- GIVEN INSTRUCTION: Beginning at the line that contains "Segment the mountain", reproduce every line to the end of the material without changing any of them.

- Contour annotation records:
▽
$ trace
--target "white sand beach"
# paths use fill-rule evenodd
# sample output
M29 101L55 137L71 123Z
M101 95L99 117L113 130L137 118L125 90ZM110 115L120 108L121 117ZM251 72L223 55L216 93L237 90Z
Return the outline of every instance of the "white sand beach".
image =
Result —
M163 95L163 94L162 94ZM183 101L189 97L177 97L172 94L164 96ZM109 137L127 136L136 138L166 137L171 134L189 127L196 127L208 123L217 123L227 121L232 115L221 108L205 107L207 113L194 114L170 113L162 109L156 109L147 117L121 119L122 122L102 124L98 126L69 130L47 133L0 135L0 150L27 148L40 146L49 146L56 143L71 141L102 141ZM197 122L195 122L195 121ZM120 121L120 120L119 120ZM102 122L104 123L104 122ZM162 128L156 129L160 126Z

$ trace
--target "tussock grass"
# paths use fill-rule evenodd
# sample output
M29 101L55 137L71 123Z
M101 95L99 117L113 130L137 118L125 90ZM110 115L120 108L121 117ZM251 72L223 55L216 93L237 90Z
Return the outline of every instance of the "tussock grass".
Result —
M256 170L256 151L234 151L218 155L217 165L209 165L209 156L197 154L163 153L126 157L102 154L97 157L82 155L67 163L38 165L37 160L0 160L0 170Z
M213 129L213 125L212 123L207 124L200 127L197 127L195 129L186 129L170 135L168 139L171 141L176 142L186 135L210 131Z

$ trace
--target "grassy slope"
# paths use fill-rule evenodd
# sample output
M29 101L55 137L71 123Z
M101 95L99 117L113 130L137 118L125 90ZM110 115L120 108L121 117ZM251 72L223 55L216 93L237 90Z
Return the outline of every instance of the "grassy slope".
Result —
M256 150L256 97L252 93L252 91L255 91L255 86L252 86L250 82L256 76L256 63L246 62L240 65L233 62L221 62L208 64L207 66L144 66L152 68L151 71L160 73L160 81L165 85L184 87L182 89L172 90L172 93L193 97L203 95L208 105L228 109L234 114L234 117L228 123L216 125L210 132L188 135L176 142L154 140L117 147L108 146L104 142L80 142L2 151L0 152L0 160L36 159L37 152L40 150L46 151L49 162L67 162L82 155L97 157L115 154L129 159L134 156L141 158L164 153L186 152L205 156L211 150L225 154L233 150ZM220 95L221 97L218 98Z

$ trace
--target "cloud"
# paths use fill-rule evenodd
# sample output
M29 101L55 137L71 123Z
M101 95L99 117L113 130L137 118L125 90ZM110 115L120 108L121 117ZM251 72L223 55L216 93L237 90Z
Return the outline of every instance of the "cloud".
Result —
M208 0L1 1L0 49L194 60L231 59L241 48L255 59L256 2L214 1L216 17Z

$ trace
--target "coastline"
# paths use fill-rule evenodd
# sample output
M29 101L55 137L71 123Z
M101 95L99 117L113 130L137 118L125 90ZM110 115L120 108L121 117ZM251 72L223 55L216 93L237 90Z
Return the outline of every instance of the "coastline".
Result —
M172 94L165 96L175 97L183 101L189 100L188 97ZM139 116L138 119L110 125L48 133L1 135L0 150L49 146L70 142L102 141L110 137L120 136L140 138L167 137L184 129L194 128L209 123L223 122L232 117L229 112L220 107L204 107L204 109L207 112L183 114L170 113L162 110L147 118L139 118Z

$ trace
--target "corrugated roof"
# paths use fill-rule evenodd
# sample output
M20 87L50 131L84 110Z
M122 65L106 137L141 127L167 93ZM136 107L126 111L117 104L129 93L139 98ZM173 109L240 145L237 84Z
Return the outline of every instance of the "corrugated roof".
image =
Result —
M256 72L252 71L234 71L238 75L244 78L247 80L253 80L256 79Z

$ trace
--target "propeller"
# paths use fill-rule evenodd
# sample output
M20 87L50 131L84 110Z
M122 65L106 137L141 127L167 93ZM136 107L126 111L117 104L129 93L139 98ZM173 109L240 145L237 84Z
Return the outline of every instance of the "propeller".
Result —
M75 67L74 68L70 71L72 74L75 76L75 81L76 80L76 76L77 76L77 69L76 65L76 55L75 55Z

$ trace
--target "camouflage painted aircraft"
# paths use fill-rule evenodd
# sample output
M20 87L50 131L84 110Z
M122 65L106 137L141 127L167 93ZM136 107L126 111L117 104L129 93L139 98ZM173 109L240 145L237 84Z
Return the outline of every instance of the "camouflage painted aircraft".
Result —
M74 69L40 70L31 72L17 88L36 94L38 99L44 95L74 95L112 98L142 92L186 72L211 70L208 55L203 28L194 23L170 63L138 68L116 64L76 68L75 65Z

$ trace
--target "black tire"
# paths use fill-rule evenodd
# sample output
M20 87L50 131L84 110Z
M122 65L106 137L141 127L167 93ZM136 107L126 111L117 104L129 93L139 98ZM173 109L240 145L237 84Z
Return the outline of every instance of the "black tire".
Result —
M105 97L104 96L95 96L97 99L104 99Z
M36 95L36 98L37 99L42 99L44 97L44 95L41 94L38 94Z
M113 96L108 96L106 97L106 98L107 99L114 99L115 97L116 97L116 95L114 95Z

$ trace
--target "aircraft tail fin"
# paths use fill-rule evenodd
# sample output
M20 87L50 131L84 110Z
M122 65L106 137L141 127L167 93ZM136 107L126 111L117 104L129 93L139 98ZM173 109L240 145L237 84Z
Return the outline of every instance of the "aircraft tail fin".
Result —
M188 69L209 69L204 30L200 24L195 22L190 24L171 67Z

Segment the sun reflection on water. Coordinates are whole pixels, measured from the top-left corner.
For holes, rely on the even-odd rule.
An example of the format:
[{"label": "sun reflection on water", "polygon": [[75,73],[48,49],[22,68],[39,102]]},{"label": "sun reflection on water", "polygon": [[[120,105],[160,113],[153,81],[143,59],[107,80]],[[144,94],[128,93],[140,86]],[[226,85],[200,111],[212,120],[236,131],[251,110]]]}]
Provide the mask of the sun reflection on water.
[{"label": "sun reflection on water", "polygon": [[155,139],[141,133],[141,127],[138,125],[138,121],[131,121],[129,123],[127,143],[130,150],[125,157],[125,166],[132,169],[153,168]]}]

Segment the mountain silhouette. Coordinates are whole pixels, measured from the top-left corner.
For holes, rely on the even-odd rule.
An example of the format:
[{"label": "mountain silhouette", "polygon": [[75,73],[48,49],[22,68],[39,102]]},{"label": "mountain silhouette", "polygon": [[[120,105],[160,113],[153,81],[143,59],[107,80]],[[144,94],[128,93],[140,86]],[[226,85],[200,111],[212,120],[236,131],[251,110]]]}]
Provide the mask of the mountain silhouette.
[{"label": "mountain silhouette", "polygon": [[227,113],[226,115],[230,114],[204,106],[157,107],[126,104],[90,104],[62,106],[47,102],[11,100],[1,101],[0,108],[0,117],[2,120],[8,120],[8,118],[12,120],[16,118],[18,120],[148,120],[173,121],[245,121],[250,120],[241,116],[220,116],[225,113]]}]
△
- TASK SOLUTION:
Segment the mountain silhouette. Coordinates are whole pixels, measured from the top-left corner.
For holes, rely on the even-odd rule.
An example of the format:
[{"label": "mountain silhouette", "polygon": [[75,73],[48,49],[22,68],[39,102]]},{"label": "mountain silhouette", "polygon": [[[120,105],[160,113],[153,81],[143,59],[107,80]],[[144,94],[128,93],[140,86]],[[226,85],[200,111],[212,120],[236,131],[251,110]]]}]
Provide the mask of the mountain silhouette.
[{"label": "mountain silhouette", "polygon": [[227,113],[226,115],[230,114],[204,106],[157,107],[126,104],[90,104],[62,106],[47,102],[11,100],[1,101],[0,108],[0,117],[2,120],[8,120],[8,118],[12,120],[16,118],[18,120],[148,120],[173,121],[245,121],[250,120],[241,116],[220,116],[225,113]]}]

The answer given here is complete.